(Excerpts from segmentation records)
## Begin

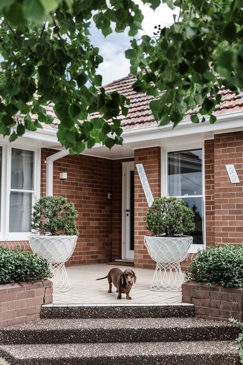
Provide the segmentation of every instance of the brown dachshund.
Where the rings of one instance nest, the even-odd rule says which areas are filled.
[[[108,275],[104,278],[96,279],[101,280],[107,278],[109,282],[108,293],[111,293],[112,283],[116,287],[116,293],[118,293],[117,299],[121,299],[121,293],[126,294],[127,299],[131,299],[129,293],[133,283],[136,282],[136,276],[131,268],[127,268],[124,273],[119,268],[112,268]]]

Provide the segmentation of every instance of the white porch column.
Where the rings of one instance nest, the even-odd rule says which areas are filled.
[[[69,151],[67,149],[64,149],[47,157],[46,195],[53,195],[53,161],[68,155],[69,155]]]

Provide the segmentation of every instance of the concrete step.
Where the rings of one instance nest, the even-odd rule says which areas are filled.
[[[42,318],[141,318],[191,317],[194,305],[151,304],[46,304],[42,306]]]
[[[0,330],[2,344],[234,340],[238,326],[199,318],[40,319]]]
[[[29,344],[0,347],[13,365],[240,365],[234,341]]]

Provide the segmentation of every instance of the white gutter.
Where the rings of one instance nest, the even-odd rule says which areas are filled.
[[[47,176],[46,188],[46,195],[47,196],[52,196],[53,194],[53,161],[61,159],[68,155],[69,155],[69,151],[67,149],[64,149],[47,157],[46,159]]]

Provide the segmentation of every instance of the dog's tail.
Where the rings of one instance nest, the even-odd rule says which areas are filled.
[[[101,280],[103,279],[106,279],[106,278],[107,278],[108,277],[108,276],[107,275],[106,276],[105,276],[104,278],[99,278],[99,279],[96,279],[96,280]]]

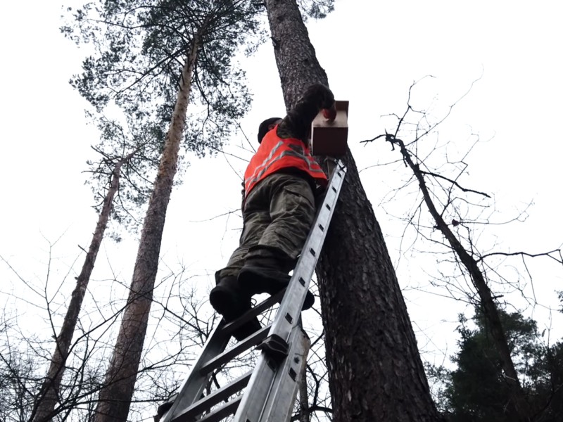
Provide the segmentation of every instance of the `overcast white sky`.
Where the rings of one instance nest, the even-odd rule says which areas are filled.
[[[97,138],[86,124],[84,101],[68,83],[80,71],[84,51],[59,33],[60,2],[10,1],[2,8],[0,255],[40,286],[46,272],[45,239],[61,238],[53,252],[53,283],[79,257],[77,245],[89,242],[96,217],[81,172],[93,157],[89,146]],[[413,81],[436,77],[421,84],[415,100],[420,108],[439,114],[482,75],[448,118],[443,136],[460,151],[469,145],[468,128],[487,141],[468,158],[470,177],[465,180],[469,187],[495,196],[498,221],[515,216],[533,201],[524,224],[495,229],[500,248],[535,252],[559,248],[563,241],[561,9],[556,1],[337,0],[333,13],[310,22],[308,27],[331,88],[338,99],[350,101],[348,142],[358,167],[398,158],[382,142],[364,147],[359,141],[394,127],[381,116],[404,111]],[[253,140],[259,122],[284,108],[271,44],[262,46],[245,66],[254,103],[241,123]],[[239,135],[233,148],[241,143]],[[170,267],[183,262],[206,288],[234,248],[241,220],[233,215],[199,222],[239,206],[240,179],[230,165],[240,174],[246,164],[229,158],[229,165],[222,156],[189,160],[184,184],[172,192],[162,256]],[[400,186],[404,174],[381,167],[362,172],[394,262],[403,225],[379,205]],[[402,200],[404,207],[395,203],[393,210],[404,216],[412,203],[407,198]],[[493,238],[483,236],[487,248]],[[93,278],[110,277],[109,262],[117,277],[128,283],[135,253],[133,240],[117,245],[105,241]],[[419,262],[407,264],[405,260],[398,269],[402,286],[426,285],[428,276],[418,269]],[[426,262],[429,267],[424,271],[434,272],[435,262],[428,257]],[[75,271],[79,264],[80,259]],[[19,306],[8,293],[29,292],[4,263],[0,277],[0,306]],[[68,281],[73,282],[72,277]],[[563,290],[561,269],[538,274],[535,282],[542,300],[552,298],[554,290]],[[422,331],[421,345],[451,352],[456,313],[463,307],[417,292],[407,292],[407,299],[413,324]],[[534,313],[540,327],[549,324],[547,314]]]

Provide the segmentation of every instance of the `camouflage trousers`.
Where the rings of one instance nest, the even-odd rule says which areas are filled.
[[[274,173],[251,191],[243,210],[240,245],[227,267],[215,273],[219,281],[238,276],[246,260],[274,258],[289,272],[297,262],[316,212],[312,188],[303,177]]]

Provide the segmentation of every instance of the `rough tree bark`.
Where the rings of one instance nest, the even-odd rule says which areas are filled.
[[[51,365],[41,386],[35,401],[34,409],[30,418],[33,422],[46,422],[55,415],[55,407],[59,399],[61,381],[65,372],[65,365],[72,340],[72,335],[86,294],[86,288],[88,287],[88,282],[90,281],[90,276],[96,263],[96,257],[103,238],[103,233],[108,226],[113,197],[119,189],[121,167],[124,163],[133,157],[134,153],[134,151],[120,160],[113,167],[110,188],[103,198],[101,212],[98,219],[98,223],[96,224],[96,230],[92,236],[90,247],[86,254],[82,271],[77,279],[76,287],[72,290],[70,303],[68,305],[63,326],[56,338],[55,351],[51,359]]]
[[[182,70],[164,151],[143,224],[127,303],[104,386],[100,392],[96,422],[125,422],[127,418],[151,310],[166,210],[185,126],[191,77],[201,45],[199,34],[202,32],[203,30],[194,36]]]
[[[328,85],[296,0],[267,0],[286,108]],[[348,173],[317,267],[336,422],[441,420],[407,308],[348,151]]]

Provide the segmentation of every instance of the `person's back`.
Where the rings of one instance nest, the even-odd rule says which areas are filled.
[[[308,148],[311,123],[322,109],[334,111],[332,92],[312,85],[284,119],[267,119],[258,128],[260,145],[245,172],[240,245],[215,273],[210,294],[227,321],[250,309],[253,295],[273,295],[289,281],[315,218],[315,191],[327,184]],[[308,293],[304,309],[313,302]],[[241,340],[260,328],[255,319],[234,335]]]

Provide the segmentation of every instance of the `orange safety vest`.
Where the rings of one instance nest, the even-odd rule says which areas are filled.
[[[258,151],[244,172],[245,196],[266,176],[286,168],[305,172],[320,184],[327,185],[327,176],[309,148],[300,139],[278,136],[276,125],[262,139]]]

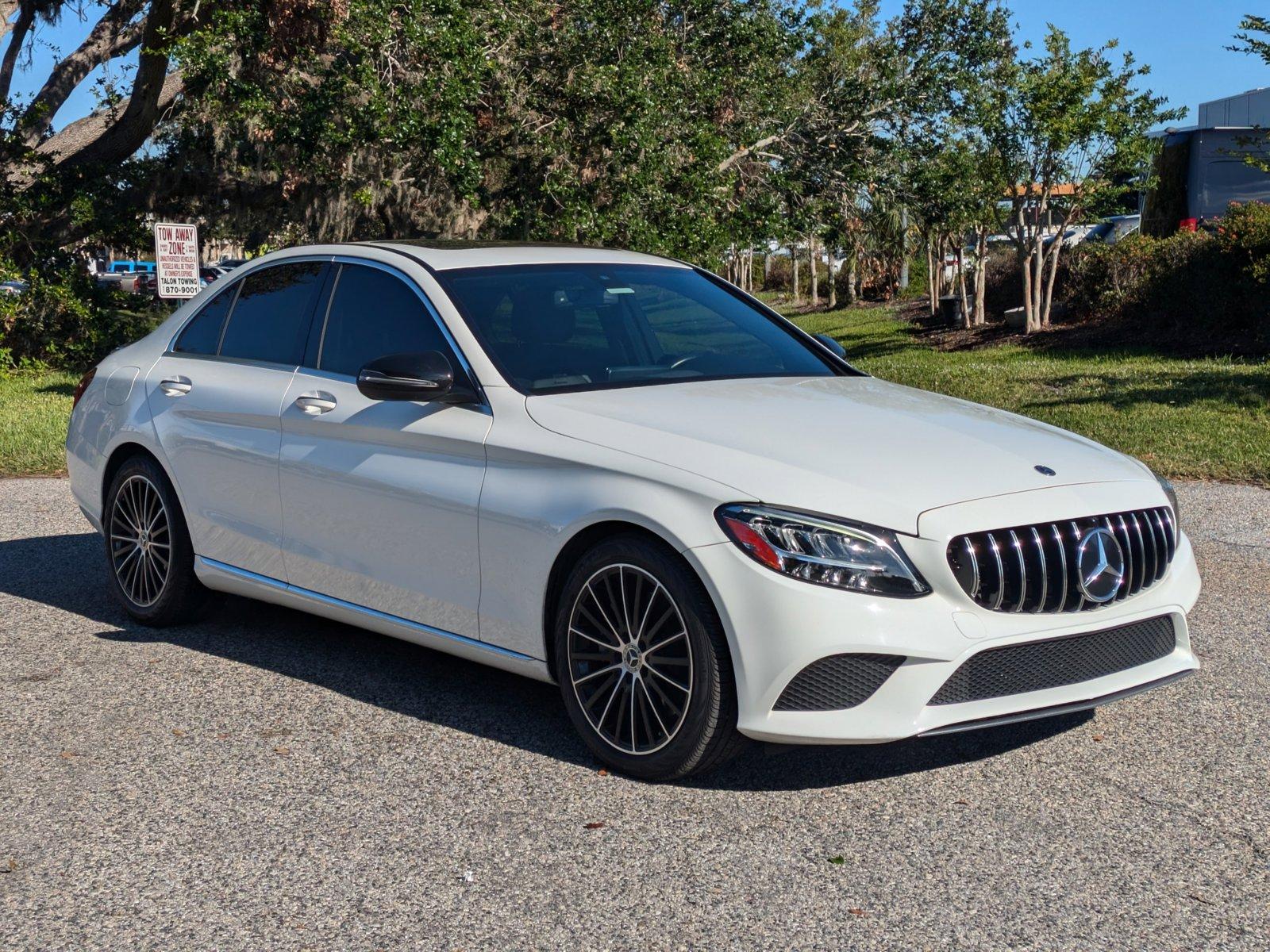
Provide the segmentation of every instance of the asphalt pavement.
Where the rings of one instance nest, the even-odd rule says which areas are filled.
[[[0,481],[0,948],[1270,948],[1270,491],[1179,495],[1196,677],[652,786],[551,685],[133,626],[66,482]]]

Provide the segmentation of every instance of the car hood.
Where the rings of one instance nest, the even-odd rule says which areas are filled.
[[[549,430],[709,477],[738,501],[907,533],[923,512],[972,499],[1153,481],[1142,463],[1074,433],[875,377],[677,382],[526,405]]]

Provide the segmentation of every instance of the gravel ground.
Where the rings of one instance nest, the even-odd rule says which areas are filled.
[[[0,482],[4,948],[1270,946],[1270,491],[1187,485],[1195,678],[607,776],[549,685],[230,599],[151,632]]]

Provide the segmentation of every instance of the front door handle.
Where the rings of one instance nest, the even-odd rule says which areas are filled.
[[[315,390],[311,393],[301,393],[296,397],[296,406],[310,416],[330,413],[335,409],[335,397],[324,390]]]

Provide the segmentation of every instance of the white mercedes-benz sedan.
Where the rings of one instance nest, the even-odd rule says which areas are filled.
[[[265,255],[85,376],[66,451],[136,621],[231,592],[556,682],[643,778],[1196,668],[1199,574],[1143,463],[643,254]]]

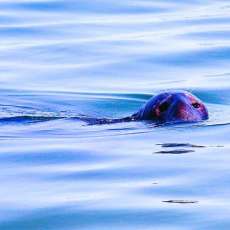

## End

- Problem statement:
Please update the stretch from the line containing "white mercedes-benz sedan." through the end of the items, swapping "sedan" for "car" and leaving everything else unchanged. Omit the pictures from your answer.

- Response below:
Provide the segmentation of every instance of the white mercedes-benz car.
Where the rings of one instance nest, the even-odd rule says which areas are filled.
[[[265,255],[85,376],[66,451],[136,621],[231,592],[556,682],[643,778],[1196,668],[1199,574],[1143,463],[643,254]]]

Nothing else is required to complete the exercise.